_Exercise goal_:
Extract only the lines from the start of the entries below to the line with "Query: wristwatch", inclusive; omit every picture.

□ □ □ □ □

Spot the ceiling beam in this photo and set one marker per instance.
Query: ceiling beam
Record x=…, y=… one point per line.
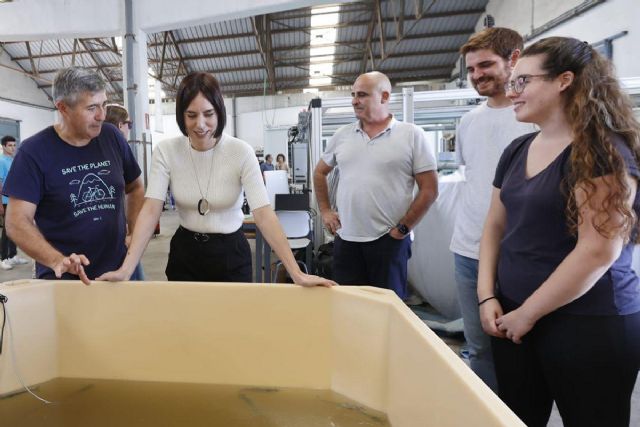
x=354, y=23
x=349, y=78
x=261, y=27
x=181, y=62
x=368, y=51
x=101, y=69
x=290, y=29
x=34, y=69
x=58, y=54
x=164, y=49
x=380, y=27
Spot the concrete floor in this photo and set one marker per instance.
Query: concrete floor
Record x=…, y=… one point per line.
x=155, y=259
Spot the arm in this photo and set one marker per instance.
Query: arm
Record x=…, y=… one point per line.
x=147, y=220
x=23, y=231
x=330, y=218
x=489, y=251
x=427, y=194
x=592, y=256
x=267, y=222
x=134, y=192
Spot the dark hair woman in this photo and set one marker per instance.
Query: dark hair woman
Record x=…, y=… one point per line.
x=207, y=172
x=556, y=287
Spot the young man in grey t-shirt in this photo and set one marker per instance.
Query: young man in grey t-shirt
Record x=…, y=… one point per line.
x=481, y=138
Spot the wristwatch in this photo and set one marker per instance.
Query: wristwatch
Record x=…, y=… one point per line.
x=403, y=229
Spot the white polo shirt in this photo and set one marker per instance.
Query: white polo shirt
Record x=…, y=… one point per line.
x=377, y=176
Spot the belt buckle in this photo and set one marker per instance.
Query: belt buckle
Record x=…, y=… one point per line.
x=201, y=237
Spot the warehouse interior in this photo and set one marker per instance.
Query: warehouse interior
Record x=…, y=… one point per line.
x=286, y=70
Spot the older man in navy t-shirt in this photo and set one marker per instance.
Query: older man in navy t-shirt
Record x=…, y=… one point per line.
x=68, y=184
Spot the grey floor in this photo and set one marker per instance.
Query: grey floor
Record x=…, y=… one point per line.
x=155, y=259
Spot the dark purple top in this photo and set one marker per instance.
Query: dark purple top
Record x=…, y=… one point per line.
x=79, y=193
x=537, y=239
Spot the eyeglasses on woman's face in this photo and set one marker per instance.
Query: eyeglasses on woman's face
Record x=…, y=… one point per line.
x=519, y=83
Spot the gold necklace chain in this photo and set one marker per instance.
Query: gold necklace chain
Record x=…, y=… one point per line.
x=203, y=203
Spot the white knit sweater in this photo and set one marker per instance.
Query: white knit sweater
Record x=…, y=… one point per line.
x=234, y=167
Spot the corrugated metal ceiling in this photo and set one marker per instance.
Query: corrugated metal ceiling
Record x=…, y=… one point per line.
x=272, y=52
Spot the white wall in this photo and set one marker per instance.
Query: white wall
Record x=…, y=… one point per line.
x=251, y=126
x=598, y=23
x=15, y=86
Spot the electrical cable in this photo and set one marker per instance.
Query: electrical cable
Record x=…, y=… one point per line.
x=7, y=320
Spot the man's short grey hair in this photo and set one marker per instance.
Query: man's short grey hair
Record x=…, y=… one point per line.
x=71, y=82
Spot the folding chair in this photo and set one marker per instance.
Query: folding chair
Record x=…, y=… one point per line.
x=297, y=227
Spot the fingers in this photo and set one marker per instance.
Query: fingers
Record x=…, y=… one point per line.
x=309, y=280
x=83, y=276
x=73, y=264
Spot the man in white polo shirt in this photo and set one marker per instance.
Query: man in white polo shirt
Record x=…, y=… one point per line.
x=380, y=161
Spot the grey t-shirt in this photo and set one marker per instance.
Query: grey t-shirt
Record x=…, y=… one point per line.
x=377, y=176
x=482, y=136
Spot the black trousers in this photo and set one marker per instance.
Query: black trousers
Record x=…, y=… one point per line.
x=381, y=262
x=587, y=364
x=198, y=257
x=7, y=247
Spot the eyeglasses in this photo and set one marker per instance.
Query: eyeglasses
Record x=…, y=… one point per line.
x=521, y=82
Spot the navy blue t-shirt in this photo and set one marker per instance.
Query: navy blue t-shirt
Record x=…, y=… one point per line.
x=537, y=238
x=79, y=193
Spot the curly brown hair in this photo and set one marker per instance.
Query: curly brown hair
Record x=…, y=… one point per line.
x=502, y=41
x=597, y=110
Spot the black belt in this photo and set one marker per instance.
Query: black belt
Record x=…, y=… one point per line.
x=205, y=237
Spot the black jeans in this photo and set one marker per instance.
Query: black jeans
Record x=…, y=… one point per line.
x=381, y=263
x=7, y=247
x=198, y=257
x=587, y=364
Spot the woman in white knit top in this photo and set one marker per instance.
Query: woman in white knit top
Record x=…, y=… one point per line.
x=207, y=172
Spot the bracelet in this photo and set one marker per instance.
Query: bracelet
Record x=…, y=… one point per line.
x=485, y=300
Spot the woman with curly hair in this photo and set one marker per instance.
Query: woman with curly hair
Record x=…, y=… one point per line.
x=556, y=289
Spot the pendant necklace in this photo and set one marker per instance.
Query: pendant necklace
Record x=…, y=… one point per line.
x=203, y=203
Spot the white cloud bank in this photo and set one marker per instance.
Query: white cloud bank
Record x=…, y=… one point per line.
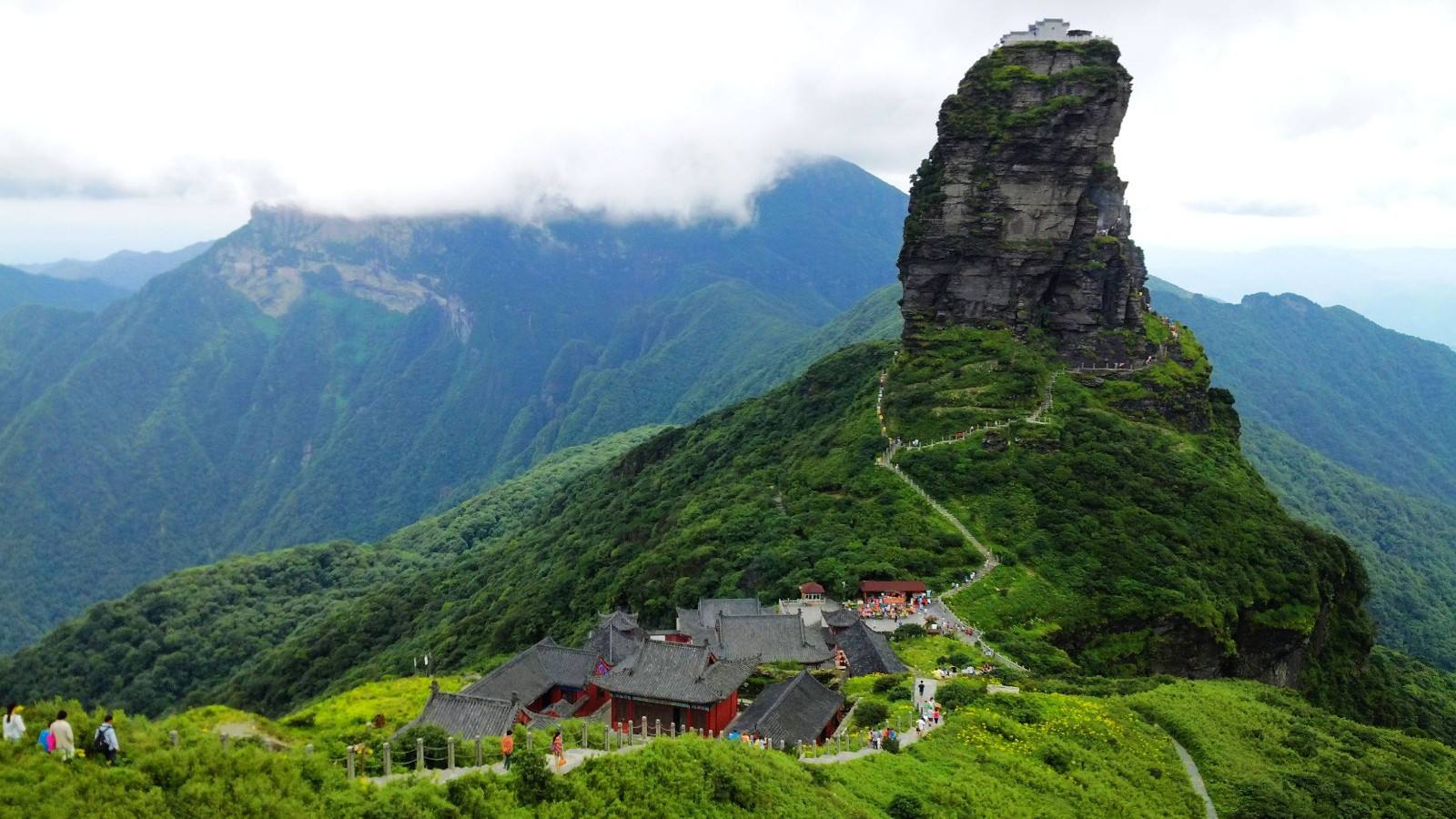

□ □ □ □ □

_Answer area_:
Spot the ceiling beam in this photo and set one marker per instance.
Query: ceiling beam
Record x=…, y=… one point per line.
x=354, y=23
x=349, y=78
x=261, y=27
x=181, y=62
x=368, y=51
x=101, y=69
x=290, y=29
x=34, y=69
x=58, y=54
x=164, y=49
x=380, y=27
Spot the concrete floor in this photo and set one marker per instance.
Query: concrete floor
Record x=…, y=… one point per line.
x=155, y=259
Spot the arm in this photo and set one marker per instance.
Query: arm
Record x=…, y=… one point per line.
x=147, y=220
x=23, y=231
x=330, y=218
x=489, y=251
x=427, y=194
x=592, y=256
x=267, y=222
x=134, y=192
Spot the dark hair woman in this photo and set one marker per instance.
Query: dark hair woman
Record x=…, y=… one point per line.
x=207, y=172
x=556, y=287
Spot the young man in grey t-shirt in this photo and set one marker per instance.
Query: young man in grey t-shirt
Record x=…, y=… one point per line.
x=481, y=138
Spot the wristwatch in this photo and set one marker per instance.
Query: wristwatch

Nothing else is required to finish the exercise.